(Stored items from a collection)
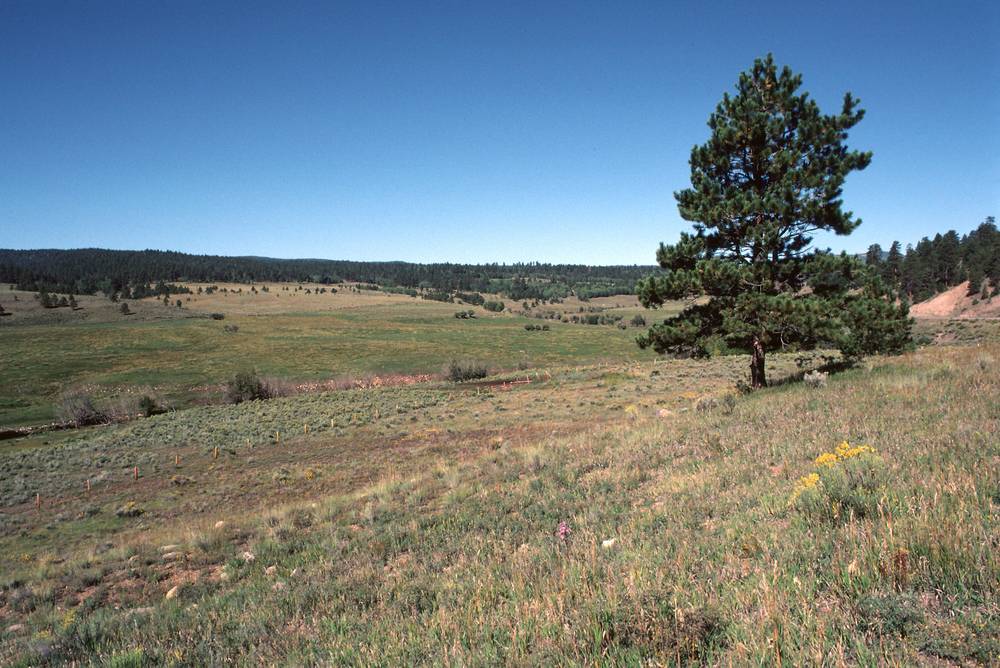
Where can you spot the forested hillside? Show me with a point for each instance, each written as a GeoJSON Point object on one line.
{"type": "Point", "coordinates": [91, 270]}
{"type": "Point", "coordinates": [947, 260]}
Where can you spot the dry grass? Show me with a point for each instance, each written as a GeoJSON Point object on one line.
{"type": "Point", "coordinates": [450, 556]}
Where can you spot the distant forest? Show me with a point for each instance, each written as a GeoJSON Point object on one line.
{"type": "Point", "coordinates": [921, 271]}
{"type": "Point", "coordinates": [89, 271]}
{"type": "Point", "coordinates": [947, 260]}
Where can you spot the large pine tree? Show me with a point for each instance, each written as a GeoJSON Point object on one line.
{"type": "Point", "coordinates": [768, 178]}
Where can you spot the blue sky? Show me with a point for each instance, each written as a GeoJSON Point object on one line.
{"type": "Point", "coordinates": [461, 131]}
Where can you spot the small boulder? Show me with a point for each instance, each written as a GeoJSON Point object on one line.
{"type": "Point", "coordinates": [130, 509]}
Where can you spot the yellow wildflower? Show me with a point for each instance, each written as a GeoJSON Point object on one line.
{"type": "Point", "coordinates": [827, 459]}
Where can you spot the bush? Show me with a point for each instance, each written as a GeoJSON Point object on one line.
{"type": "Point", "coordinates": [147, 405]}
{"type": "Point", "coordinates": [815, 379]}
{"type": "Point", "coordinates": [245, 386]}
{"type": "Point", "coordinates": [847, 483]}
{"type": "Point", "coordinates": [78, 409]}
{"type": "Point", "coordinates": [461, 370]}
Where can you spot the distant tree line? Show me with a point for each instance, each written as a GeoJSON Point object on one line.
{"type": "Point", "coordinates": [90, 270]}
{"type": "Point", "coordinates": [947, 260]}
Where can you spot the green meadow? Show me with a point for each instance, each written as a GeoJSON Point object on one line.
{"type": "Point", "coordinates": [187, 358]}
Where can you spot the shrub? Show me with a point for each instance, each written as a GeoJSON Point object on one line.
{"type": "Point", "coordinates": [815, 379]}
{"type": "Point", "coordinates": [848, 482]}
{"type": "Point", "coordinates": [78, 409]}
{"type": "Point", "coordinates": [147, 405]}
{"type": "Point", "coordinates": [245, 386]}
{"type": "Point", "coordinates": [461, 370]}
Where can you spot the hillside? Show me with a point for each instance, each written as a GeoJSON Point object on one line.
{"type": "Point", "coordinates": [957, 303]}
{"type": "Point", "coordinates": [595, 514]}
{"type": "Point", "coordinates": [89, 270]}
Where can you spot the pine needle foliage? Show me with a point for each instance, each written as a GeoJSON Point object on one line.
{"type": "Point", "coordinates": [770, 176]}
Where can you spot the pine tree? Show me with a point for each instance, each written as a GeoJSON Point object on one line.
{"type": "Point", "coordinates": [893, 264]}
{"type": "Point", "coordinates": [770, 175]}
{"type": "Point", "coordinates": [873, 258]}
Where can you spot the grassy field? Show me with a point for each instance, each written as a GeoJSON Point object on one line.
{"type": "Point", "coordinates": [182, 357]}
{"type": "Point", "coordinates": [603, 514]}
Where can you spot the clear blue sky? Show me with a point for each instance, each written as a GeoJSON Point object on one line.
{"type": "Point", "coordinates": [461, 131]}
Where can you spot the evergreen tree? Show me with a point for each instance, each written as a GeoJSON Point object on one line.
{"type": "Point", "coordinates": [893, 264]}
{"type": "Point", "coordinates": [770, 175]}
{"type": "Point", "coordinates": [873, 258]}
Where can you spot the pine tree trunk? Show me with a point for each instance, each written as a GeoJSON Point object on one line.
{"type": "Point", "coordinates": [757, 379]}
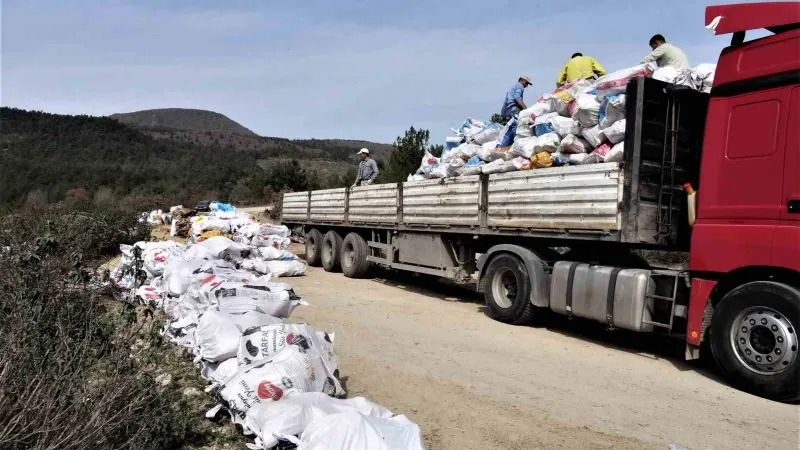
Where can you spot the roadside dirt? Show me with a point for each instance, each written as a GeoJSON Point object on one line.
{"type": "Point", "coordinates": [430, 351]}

◆ EXERCISE BRIEF
Write the records out again verbatim and omit the pictures they contain.

◆ TASK ANSWER
Where can you spot the forested hillside? Show me with a point for each instance, each written as a GeoJSON Point object on one line.
{"type": "Point", "coordinates": [91, 270]}
{"type": "Point", "coordinates": [947, 260]}
Where can you spot the dry grass? Show me with a point for each instance, each written as a GeoJSON Point object on one line.
{"type": "Point", "coordinates": [450, 556]}
Where can you spot the distant forest? Show me with a point for each instance, each written as a GeoJSON Point object on one line.
{"type": "Point", "coordinates": [921, 271]}
{"type": "Point", "coordinates": [89, 271]}
{"type": "Point", "coordinates": [947, 260]}
Where can you spot the large pine tree? Show me with a point for each instance, each written as a GeoJSON Point object on one line.
{"type": "Point", "coordinates": [768, 178]}
Where can you spot the blue sky? Show me with a point for each instance, each written as a GeoJSON Point object on one line.
{"type": "Point", "coordinates": [461, 131]}
Where can you spot the small boulder? Show me with a point for each instance, each written as a GeoJSON Point object on one line.
{"type": "Point", "coordinates": [130, 509]}
Where can you spot the yellow wildflower? Show me with a point for each instance, each written as a GeoJSON Point object on one line.
{"type": "Point", "coordinates": [827, 459]}
Where can you spot the bush? Show me with a point for each instance, each written as a GeoJSON Point object on one line.
{"type": "Point", "coordinates": [147, 405]}
{"type": "Point", "coordinates": [815, 379]}
{"type": "Point", "coordinates": [245, 386]}
{"type": "Point", "coordinates": [847, 483]}
{"type": "Point", "coordinates": [78, 409]}
{"type": "Point", "coordinates": [461, 370]}
Where can you spot the distant tree line? Show me with a point for each instance, each written as a GeoJSON Point object on one line.
{"type": "Point", "coordinates": [90, 270]}
{"type": "Point", "coordinates": [947, 260]}
Where can you spot the green meadow? Show me with a point for each instance, each written as a GeoJSON Point object on one line.
{"type": "Point", "coordinates": [187, 358]}
Where can you spot the shrub? Show me with a point for each instance, each written as a GeoJSON Point object on one line.
{"type": "Point", "coordinates": [815, 379]}
{"type": "Point", "coordinates": [848, 482]}
{"type": "Point", "coordinates": [78, 409]}
{"type": "Point", "coordinates": [147, 405]}
{"type": "Point", "coordinates": [245, 386]}
{"type": "Point", "coordinates": [461, 370]}
Where can you spot the hillside? Show me with a point for each instance, each written as a GeoJSON Point object on one line.
{"type": "Point", "coordinates": [957, 303]}
{"type": "Point", "coordinates": [595, 514]}
{"type": "Point", "coordinates": [89, 270]}
Where can you spot the pine needle foliage? Show me with a point for each instance, each written as a GeoJSON Point object on one line.
{"type": "Point", "coordinates": [770, 176]}
Where can you spot the pine tree? Show me with a point for each instance, each written as a GeoJSON Point object on one line.
{"type": "Point", "coordinates": [893, 264]}
{"type": "Point", "coordinates": [770, 175]}
{"type": "Point", "coordinates": [873, 258]}
Where can you spot the grassy field? Show me with a point for each instance, each written as a GeoJSON Point object on one line.
{"type": "Point", "coordinates": [182, 357]}
{"type": "Point", "coordinates": [603, 514]}
Where can you spot the clear blue sky? Show me with a point for each instance, each written as a GeoJSON Point object on one line.
{"type": "Point", "coordinates": [461, 131]}
Where can you spot the evergreen tree? Show me with a point for each instance, each written as a GeoJSON Point object on one line.
{"type": "Point", "coordinates": [893, 264]}
{"type": "Point", "coordinates": [770, 175]}
{"type": "Point", "coordinates": [873, 258]}
Where can you spot the pine tree trunk? Show me with a point for each instance, each written as a GeoJSON Point object on one line.
{"type": "Point", "coordinates": [757, 379]}
Where can you spot the roadside dirt? Show me with a point for each instance, each written as a GeoJSON Point object on one line.
{"type": "Point", "coordinates": [430, 351]}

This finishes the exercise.